Start Data for this exercise

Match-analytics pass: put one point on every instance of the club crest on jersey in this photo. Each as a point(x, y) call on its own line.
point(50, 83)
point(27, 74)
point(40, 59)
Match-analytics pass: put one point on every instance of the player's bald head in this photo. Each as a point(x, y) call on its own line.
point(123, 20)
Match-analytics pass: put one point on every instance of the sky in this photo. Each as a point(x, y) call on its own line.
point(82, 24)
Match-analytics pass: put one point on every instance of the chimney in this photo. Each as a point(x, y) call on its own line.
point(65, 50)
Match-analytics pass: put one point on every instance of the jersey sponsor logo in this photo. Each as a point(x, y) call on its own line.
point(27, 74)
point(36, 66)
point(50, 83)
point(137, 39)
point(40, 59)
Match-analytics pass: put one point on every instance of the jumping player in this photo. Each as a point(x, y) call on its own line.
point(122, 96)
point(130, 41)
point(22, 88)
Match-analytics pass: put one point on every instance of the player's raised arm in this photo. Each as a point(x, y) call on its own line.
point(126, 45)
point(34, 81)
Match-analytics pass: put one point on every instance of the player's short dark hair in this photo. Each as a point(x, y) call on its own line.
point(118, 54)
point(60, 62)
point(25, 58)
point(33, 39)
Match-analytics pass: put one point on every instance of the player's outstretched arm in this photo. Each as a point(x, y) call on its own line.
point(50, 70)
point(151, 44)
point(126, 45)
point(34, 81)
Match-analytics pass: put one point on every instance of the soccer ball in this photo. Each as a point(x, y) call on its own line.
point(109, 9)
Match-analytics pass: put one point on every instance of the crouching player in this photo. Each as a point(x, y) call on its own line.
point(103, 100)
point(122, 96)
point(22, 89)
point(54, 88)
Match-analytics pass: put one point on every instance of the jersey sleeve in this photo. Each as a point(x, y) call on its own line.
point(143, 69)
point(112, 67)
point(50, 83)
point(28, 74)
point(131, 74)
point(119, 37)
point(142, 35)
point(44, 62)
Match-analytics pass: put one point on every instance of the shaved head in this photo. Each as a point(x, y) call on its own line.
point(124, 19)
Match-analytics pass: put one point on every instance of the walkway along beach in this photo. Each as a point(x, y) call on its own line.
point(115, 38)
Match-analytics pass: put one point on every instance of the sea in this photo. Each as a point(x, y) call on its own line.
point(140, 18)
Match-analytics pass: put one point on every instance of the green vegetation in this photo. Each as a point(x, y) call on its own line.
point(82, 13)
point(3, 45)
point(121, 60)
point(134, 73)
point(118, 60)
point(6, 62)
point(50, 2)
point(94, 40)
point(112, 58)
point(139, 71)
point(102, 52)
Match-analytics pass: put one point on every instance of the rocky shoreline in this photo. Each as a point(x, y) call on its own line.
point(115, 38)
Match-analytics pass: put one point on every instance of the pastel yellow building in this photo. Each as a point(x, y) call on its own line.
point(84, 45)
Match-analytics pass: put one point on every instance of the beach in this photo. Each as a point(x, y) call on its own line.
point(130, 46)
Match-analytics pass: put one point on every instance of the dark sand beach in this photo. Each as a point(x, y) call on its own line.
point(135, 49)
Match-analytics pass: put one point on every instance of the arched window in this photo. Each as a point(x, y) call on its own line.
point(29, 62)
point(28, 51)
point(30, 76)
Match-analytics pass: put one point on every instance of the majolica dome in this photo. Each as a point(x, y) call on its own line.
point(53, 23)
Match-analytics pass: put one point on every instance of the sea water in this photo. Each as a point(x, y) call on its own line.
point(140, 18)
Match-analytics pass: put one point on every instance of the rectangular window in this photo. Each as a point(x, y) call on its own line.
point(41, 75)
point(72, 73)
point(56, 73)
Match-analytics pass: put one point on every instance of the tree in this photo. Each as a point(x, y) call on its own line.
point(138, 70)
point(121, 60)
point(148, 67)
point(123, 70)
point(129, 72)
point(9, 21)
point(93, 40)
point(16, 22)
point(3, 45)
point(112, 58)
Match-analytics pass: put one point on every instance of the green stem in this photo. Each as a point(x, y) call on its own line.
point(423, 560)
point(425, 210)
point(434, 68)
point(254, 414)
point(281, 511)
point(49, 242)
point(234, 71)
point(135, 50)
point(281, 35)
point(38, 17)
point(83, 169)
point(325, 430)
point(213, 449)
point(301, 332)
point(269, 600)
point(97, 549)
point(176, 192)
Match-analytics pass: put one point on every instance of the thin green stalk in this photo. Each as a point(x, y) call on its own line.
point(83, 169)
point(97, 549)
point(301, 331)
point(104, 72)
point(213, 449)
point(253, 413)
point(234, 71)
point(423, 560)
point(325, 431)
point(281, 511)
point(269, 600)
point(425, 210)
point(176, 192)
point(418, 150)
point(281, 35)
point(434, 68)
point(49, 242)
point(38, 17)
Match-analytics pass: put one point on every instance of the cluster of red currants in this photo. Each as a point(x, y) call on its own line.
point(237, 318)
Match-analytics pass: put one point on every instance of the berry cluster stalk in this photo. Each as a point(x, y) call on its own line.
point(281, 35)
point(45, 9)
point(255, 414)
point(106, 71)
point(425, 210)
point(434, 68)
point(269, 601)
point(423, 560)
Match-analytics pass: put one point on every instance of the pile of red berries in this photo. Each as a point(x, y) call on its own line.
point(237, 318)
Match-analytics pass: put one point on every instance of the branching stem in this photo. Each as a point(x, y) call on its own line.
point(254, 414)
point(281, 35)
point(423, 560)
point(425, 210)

End Data for this exercise

### What you need to do
Quote exactly what appears from the line containing "of the berry" through the final line of the listing above, including both of those lines.

### Solution
Match-analytics pass: put one point on every instance of the berry cluster stalk in this photo. Each as a point(x, y) call on its own line.
point(281, 35)
point(45, 9)
point(255, 414)
point(106, 71)
point(425, 210)
point(434, 68)
point(269, 601)
point(423, 560)
Match-analytics pass: put one point on every instance of the pile of red berries in this photo. Each as a point(x, y) call on its own line.
point(237, 318)
Match-analytics pass: put one point on every instance of the branching stem in this photo. Each as a point(x, y) call on its own line.
point(254, 414)
point(281, 35)
point(423, 560)
point(425, 210)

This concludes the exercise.